[Segmentation mask data]
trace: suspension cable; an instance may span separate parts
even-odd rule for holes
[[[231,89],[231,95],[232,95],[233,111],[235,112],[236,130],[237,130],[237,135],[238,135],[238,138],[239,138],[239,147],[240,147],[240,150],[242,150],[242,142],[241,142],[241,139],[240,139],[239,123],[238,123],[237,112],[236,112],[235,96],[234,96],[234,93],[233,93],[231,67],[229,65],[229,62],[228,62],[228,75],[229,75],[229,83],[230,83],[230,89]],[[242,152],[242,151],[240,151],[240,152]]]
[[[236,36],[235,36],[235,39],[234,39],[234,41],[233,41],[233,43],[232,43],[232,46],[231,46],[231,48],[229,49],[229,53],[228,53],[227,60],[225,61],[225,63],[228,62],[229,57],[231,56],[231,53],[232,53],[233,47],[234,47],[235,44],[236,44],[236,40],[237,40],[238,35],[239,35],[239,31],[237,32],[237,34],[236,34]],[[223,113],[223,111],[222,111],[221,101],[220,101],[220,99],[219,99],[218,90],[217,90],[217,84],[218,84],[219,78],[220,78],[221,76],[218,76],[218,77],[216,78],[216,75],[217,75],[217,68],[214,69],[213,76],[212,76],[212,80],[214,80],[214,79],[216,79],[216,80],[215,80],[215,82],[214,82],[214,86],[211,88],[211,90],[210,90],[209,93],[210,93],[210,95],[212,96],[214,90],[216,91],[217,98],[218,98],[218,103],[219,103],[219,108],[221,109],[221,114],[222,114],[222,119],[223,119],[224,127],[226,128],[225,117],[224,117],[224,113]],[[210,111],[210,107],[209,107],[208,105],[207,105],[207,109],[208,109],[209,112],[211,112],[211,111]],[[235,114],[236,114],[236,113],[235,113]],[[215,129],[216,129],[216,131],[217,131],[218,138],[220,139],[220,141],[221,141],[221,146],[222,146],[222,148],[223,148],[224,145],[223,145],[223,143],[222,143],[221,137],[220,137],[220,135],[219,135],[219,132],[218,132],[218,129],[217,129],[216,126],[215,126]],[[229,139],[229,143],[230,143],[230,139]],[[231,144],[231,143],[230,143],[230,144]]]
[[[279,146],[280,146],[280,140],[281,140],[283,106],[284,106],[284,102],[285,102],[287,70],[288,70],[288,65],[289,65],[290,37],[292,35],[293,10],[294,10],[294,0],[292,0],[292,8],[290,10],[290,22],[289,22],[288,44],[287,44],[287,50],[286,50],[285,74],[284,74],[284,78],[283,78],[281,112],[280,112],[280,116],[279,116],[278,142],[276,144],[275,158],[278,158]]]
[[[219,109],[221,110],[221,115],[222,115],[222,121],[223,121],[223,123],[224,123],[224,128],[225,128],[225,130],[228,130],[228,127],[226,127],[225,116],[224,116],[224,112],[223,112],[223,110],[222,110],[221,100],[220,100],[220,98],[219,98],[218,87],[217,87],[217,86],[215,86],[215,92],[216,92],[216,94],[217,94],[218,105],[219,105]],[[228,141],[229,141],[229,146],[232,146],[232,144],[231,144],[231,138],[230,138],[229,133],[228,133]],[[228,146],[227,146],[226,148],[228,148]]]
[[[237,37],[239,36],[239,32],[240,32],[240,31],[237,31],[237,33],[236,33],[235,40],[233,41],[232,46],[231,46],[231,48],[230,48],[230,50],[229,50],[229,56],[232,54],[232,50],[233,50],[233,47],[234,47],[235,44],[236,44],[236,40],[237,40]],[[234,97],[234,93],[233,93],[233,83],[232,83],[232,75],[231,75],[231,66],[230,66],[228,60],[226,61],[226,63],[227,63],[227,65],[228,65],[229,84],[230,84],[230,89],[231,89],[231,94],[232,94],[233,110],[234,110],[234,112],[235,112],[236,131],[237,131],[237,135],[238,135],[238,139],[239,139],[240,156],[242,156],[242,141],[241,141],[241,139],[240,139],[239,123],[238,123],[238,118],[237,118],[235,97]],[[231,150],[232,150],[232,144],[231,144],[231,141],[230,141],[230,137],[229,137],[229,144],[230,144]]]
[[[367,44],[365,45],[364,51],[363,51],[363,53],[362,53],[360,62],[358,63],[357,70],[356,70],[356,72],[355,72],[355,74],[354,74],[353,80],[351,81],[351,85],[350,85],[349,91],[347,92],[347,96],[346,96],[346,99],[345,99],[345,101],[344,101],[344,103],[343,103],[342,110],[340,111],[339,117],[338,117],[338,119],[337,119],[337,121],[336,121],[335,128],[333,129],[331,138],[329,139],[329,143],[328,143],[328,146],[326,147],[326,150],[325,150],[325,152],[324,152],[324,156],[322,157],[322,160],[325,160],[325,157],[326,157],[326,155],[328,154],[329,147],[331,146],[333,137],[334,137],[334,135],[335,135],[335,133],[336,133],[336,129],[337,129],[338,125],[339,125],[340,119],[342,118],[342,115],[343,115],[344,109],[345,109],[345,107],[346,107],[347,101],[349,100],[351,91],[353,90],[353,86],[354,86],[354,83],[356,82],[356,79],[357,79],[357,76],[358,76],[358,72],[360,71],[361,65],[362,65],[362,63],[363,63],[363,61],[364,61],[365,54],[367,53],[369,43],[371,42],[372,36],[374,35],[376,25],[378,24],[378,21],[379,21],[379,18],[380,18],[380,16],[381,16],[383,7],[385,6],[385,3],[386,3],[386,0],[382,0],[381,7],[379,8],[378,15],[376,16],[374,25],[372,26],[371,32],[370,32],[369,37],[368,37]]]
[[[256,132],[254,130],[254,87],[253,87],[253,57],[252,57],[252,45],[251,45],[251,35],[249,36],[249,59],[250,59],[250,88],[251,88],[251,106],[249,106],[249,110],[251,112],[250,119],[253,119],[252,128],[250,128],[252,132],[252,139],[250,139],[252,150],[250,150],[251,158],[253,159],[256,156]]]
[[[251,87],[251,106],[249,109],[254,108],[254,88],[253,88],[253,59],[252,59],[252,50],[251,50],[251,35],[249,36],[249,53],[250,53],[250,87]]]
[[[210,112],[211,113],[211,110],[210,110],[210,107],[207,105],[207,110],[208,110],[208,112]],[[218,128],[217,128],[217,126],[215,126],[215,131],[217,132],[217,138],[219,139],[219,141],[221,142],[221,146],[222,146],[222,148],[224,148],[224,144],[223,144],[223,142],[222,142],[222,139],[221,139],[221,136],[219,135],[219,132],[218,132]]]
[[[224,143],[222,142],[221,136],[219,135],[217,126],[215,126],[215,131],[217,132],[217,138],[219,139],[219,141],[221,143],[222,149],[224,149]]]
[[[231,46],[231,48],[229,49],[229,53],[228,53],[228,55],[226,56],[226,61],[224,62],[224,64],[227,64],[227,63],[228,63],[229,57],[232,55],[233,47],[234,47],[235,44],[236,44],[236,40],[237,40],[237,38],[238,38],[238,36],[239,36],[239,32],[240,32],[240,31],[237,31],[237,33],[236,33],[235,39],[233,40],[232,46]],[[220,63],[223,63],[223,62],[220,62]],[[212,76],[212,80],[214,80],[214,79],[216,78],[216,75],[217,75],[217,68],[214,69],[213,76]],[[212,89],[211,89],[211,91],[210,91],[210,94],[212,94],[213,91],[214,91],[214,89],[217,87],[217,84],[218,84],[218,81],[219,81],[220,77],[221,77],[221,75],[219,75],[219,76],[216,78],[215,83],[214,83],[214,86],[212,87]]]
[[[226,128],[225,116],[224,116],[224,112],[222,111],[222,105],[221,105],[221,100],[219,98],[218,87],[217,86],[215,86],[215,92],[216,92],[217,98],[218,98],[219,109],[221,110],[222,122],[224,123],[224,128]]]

* * *

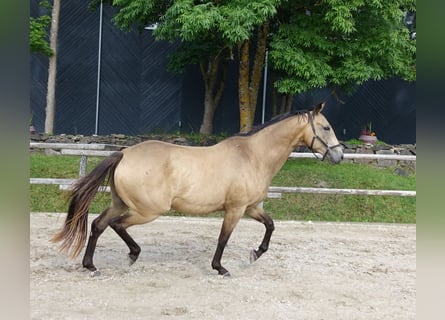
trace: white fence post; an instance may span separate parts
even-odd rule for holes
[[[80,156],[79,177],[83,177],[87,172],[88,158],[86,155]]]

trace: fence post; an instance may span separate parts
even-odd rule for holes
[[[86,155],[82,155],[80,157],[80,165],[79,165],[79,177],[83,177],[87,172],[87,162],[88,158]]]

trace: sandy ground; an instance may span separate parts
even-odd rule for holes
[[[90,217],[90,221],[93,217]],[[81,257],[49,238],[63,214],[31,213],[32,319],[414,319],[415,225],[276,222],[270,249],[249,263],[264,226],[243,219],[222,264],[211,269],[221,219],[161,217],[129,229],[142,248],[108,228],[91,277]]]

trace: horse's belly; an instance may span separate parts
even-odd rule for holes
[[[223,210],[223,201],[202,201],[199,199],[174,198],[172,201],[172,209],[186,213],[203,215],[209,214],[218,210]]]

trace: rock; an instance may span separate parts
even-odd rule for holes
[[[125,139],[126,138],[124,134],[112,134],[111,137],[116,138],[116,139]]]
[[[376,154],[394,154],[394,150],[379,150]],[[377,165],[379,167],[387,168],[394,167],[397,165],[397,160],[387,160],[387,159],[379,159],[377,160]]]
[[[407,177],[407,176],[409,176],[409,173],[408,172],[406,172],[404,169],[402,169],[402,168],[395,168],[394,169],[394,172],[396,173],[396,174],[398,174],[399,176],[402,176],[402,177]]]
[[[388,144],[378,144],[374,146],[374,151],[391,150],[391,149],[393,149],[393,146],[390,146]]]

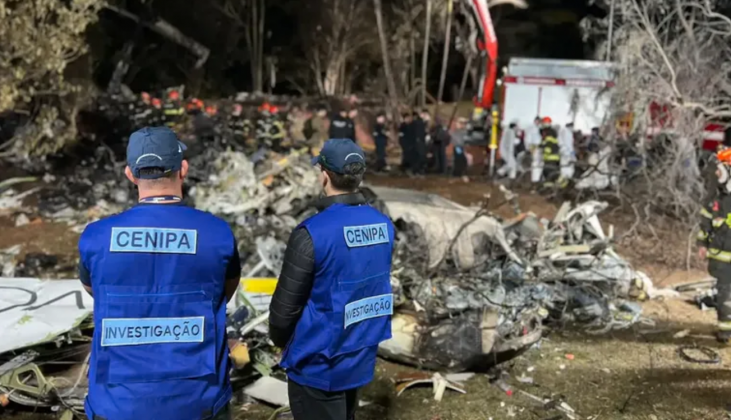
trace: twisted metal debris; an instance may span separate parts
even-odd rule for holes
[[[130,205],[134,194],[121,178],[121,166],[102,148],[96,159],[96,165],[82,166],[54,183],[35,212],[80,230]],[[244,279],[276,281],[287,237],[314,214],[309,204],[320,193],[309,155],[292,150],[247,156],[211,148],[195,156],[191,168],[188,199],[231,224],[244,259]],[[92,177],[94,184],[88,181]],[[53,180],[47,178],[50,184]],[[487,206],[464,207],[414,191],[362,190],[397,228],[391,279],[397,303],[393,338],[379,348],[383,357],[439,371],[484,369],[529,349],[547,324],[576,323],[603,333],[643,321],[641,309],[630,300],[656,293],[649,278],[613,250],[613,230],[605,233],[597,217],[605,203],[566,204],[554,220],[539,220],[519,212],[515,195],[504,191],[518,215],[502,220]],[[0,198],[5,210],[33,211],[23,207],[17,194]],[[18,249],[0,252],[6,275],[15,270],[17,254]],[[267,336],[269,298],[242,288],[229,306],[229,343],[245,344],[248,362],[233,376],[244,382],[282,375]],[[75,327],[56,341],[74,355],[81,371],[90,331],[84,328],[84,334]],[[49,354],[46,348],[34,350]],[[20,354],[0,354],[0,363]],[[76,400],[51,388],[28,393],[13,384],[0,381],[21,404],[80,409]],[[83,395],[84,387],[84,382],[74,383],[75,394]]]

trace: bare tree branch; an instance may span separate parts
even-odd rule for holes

• WHAT IS BEING ASKED
Which lines in the data above hold the string "trace"? Show each one.

• RESULT
trace: suspension cable; an instance may span separate parts
trace: white fence post; an instance may span separate parts
trace: fence post; an instance may span separate parts
trace: sandy ground; an instance may span separate parts
trace: horse's belly; an instance may span separate parts
trace: rock; an instance may span separate parts
trace: twisted metal debris; an instance may span separate parts
trace: bare tree branch; an instance may span separate parts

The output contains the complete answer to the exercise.